THE PROBLEM: Gather every row below that contains the word "green" and copy each one in full. Count a row only if the word matches in case.

RECORDED DATA:
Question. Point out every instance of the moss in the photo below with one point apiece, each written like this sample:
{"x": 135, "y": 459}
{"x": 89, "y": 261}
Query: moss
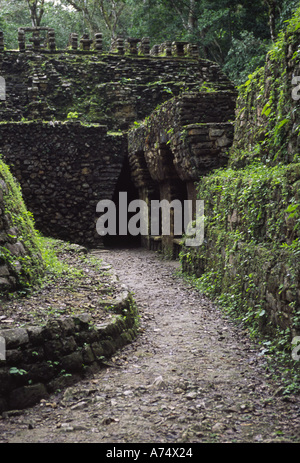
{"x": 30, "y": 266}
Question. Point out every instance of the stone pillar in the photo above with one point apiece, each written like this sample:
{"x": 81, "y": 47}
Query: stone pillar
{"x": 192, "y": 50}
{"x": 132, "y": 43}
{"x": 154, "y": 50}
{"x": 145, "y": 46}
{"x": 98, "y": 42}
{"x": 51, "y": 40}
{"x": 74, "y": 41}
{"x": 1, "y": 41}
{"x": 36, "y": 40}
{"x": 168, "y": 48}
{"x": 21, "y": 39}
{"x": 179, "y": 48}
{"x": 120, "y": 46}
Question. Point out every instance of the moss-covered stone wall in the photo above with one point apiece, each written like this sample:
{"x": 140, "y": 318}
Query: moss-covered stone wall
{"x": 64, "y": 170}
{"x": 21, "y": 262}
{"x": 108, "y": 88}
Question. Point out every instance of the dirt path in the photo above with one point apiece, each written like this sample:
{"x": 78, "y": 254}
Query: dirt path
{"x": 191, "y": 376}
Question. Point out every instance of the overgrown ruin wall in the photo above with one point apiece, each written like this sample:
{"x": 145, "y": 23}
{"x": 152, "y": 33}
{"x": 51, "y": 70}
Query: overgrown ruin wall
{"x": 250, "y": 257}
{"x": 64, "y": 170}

--

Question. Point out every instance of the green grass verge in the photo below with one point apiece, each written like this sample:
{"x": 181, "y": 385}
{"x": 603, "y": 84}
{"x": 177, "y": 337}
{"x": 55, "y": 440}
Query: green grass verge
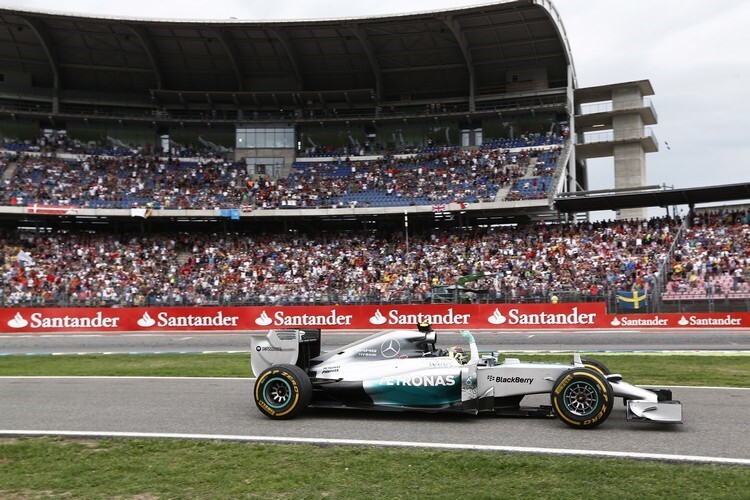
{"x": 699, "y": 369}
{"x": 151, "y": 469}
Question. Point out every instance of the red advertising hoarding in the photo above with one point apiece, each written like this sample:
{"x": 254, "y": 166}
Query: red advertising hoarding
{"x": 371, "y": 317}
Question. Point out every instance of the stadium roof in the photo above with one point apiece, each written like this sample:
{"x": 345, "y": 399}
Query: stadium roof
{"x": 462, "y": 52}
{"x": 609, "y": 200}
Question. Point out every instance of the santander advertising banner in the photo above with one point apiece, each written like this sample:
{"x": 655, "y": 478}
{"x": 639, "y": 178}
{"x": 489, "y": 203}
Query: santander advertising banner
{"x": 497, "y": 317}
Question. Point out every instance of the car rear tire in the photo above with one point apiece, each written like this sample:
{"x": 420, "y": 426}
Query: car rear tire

---

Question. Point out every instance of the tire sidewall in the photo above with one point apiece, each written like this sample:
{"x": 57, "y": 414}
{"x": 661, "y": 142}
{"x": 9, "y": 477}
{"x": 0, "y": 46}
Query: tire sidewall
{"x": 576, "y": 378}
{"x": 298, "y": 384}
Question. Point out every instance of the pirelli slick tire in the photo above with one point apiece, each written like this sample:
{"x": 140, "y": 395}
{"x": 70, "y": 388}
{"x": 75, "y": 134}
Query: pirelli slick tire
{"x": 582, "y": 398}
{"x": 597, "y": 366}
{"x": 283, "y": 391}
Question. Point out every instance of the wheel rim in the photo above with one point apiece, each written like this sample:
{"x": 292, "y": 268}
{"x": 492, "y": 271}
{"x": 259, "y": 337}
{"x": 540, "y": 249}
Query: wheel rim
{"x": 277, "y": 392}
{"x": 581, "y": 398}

ANSWER FOR THIS EXERCISE:
Question. Point out every instance of the green grass verge in the photo below with one point apiece, each written like this sample:
Query: green grass verge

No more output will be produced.